Data items:
───

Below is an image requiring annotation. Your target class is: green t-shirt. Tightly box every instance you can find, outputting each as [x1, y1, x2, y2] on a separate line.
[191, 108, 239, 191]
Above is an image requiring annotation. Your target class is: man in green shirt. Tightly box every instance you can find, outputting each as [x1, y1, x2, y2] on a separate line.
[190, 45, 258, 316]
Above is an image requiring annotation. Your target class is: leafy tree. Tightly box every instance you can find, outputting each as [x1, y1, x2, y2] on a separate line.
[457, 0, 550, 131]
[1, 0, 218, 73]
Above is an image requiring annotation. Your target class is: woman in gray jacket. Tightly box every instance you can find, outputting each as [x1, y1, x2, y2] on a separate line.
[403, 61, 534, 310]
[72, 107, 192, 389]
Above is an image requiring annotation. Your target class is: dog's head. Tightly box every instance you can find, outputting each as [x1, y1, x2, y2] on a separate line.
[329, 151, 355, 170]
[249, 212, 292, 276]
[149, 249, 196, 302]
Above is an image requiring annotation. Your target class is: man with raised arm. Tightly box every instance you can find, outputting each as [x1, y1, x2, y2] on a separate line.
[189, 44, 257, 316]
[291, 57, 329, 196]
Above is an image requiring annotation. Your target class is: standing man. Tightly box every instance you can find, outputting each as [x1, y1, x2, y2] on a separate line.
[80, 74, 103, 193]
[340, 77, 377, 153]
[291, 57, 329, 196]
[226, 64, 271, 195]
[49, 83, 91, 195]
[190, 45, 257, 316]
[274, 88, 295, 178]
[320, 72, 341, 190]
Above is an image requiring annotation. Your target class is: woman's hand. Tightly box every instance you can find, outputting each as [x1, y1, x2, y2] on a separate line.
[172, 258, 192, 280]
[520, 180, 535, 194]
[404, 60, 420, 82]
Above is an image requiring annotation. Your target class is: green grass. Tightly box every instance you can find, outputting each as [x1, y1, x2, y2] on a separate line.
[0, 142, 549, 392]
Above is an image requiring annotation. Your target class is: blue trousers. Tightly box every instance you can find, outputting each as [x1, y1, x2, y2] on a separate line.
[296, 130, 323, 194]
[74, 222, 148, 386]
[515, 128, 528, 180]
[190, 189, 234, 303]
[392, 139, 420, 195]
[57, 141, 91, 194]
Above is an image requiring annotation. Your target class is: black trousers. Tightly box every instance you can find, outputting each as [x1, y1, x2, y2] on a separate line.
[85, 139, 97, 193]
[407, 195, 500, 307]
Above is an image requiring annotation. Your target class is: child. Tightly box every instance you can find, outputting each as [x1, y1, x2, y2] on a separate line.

───

To do: Return each entry exactly. Leave none out.

Reply:
Below is an image requiring annotation. Your target class is: green t-shirt. Tightly box every instance you can find, outputting each as [x1, y1, x2, y2] on a separate line.
[191, 108, 239, 191]
Above is an image requiring annotation. Your target class is: man in green shirt. Tightly box every instance you can find, outputting each as [x1, y1, x2, y2] on a separate line.
[190, 45, 258, 316]
Above is an image requiring annotation. Your target class is: leafy tree. Tightly box every instance you can find, outputting each as [x1, y1, x2, y2] on a separate line.
[457, 0, 550, 131]
[1, 0, 218, 73]
Above is an image requiring annotation. Your target class is: woman in gray jacket. Tightly box every instance you can find, outputting each as [x1, y1, x2, y2] on a separate line.
[403, 61, 534, 310]
[72, 107, 192, 389]
Above is an image requiring annotation. Your target class is: dog's head. Tightly box every instance you can find, outputting each as [x1, y1, x2, y2] on a separate line.
[329, 151, 355, 170]
[249, 212, 292, 276]
[149, 249, 196, 302]
Above is an image requiring annotation. Your target class is: man with raised arm. Tightly box every instance you can find, outputting each as [x1, y1, x2, y2] on a separate line.
[189, 44, 257, 316]
[291, 57, 329, 196]
Above is an image requiring annotation. Your target class is: standing man. Tightly box every instance you can find, outputting each as [x1, y1, x2, y2] on a separate line.
[80, 74, 103, 193]
[340, 77, 377, 153]
[291, 57, 329, 196]
[226, 64, 271, 195]
[49, 83, 91, 195]
[190, 45, 257, 316]
[274, 88, 295, 178]
[320, 72, 341, 190]
Above is an image requiring annotation. Your target class is: woman's hand. Tightly box every instance you can find, outputting each as [x1, y1, x2, y2] on a separate line.
[172, 258, 192, 280]
[520, 180, 535, 194]
[404, 60, 420, 82]
Above is an image requiring annotation. Your target class is: green grass. Tightly box every instance you can find, outputting each as [x1, y1, x2, y2] on a separate line.
[0, 142, 549, 392]
Above is an image requiring annotation. Your target class is: blue trousers. Tightly box every instance you can find, outputting each as [x1, y1, x2, y2] on a separate line.
[296, 130, 323, 194]
[74, 222, 148, 386]
[515, 128, 528, 180]
[190, 189, 234, 303]
[392, 139, 420, 195]
[57, 141, 91, 194]
Above is an image requiring annotation. Your target class is: black trousers. Tightly box every instance you can find, outputting each as [x1, y1, x2, y2] on a separate line.
[85, 139, 97, 193]
[407, 195, 500, 307]
Above is an image requiring annotation. Your target class is: child. Tightly box every instance you can find, outputting each as [x1, y1, x2, y2] on a separate line.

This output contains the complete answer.